## Material supplied
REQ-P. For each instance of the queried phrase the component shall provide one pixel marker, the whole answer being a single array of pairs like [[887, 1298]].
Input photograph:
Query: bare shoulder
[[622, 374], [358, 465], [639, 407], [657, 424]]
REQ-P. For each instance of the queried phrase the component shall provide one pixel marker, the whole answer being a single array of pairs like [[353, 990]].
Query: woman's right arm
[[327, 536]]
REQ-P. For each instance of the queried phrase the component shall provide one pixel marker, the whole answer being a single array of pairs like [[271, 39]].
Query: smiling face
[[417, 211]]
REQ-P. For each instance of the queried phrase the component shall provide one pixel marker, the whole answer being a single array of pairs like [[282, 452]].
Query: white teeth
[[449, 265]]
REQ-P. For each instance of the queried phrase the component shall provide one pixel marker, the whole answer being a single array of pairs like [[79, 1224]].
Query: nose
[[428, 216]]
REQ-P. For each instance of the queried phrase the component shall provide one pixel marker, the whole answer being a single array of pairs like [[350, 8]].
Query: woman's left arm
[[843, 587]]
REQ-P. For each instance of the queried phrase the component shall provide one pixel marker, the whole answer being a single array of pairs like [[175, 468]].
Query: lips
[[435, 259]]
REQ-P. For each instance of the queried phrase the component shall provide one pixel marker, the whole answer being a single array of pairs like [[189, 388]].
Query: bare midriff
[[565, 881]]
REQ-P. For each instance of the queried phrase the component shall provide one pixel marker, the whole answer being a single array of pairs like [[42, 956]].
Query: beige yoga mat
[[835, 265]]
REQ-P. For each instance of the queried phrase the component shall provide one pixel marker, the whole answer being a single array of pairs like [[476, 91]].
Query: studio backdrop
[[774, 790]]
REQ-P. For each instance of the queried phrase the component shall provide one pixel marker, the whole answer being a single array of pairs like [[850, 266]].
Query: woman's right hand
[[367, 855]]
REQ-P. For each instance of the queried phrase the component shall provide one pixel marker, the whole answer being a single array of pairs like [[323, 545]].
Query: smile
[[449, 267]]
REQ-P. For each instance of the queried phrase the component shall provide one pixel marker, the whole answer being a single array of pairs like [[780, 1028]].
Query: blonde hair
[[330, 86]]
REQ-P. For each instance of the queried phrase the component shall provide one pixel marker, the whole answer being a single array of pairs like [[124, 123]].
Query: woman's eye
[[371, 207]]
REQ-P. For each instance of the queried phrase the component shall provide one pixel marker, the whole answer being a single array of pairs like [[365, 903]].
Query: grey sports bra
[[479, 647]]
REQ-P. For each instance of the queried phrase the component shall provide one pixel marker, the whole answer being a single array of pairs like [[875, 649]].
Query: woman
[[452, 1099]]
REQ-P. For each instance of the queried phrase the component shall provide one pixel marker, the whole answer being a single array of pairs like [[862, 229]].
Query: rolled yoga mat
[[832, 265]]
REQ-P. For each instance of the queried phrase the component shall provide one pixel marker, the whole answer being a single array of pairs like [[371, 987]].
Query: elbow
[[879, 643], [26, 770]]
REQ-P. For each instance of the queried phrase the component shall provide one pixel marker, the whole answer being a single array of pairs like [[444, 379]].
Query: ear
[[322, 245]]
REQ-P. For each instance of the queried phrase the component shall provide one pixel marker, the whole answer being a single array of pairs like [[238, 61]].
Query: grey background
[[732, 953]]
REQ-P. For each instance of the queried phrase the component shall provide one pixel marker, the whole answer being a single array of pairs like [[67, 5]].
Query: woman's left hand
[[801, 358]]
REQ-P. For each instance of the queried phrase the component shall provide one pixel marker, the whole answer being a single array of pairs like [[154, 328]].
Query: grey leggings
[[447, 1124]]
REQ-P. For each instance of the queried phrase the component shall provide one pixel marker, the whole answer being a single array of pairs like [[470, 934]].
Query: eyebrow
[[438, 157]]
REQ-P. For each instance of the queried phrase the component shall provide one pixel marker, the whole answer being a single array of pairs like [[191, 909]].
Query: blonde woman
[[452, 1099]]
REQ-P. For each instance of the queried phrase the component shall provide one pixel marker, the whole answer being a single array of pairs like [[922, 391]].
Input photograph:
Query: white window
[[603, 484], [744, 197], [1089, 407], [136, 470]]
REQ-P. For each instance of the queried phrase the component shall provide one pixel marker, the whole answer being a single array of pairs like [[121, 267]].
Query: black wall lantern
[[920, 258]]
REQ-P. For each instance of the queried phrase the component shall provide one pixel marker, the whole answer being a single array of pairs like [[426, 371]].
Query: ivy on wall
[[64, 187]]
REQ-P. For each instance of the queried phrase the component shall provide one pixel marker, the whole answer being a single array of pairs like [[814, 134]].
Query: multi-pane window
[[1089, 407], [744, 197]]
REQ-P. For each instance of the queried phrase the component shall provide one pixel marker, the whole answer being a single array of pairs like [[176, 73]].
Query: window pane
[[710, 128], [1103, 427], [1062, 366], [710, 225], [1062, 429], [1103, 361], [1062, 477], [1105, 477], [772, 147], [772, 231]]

## Directions for this task
Leave out every line before the one containing "like [[470, 934]]."; set down that line and all remaining lines of the material exactly.

## Complete response
REQ-P. For each instance of the queried phrase the component shall provide one pixel marker, the whole answer being a single array of pairs like [[470, 934]].
Query: eyebrow
[[438, 157]]
REQ-P. For each instance of the queried phrase the component shall provide one pixel marker, the whole answer being a single array of pairs like [[191, 909]].
Query: blonde woman
[[452, 1099]]
REQ-P. For each instance of the queried phrase the component shall provide one pixel marker, the whole answer being a single array of pairs like [[922, 391]].
Input photograph:
Query: white window
[[603, 484], [744, 197], [1089, 407], [136, 470]]
REQ-P. For each instance of the queried phrase the component shall provide one pixel marker, the whole answer being a single array of pairs like [[121, 267]].
Query: black wall lantern
[[920, 258]]
REQ-P. For each instance of the queried phrase the component shall provide one pixel marker, the whole answer being a single array of pairs like [[426, 371]].
Query: ivy on wall
[[64, 187]]
REQ-P. For each instance of the queried phrase the component shall provide one pixel marker, the whole answer being a single array of pairs like [[814, 134]].
Query: multi-pane window
[[1089, 407], [744, 197]]
REQ-P. For each instance of the queried phrase the component shall provide one pixel marker, the whole answer being a single array of pairs like [[176, 73]].
Query: window pane
[[710, 128], [1103, 427], [1062, 366], [710, 225], [1062, 429], [1103, 361], [1062, 477], [1105, 477], [772, 147], [772, 231]]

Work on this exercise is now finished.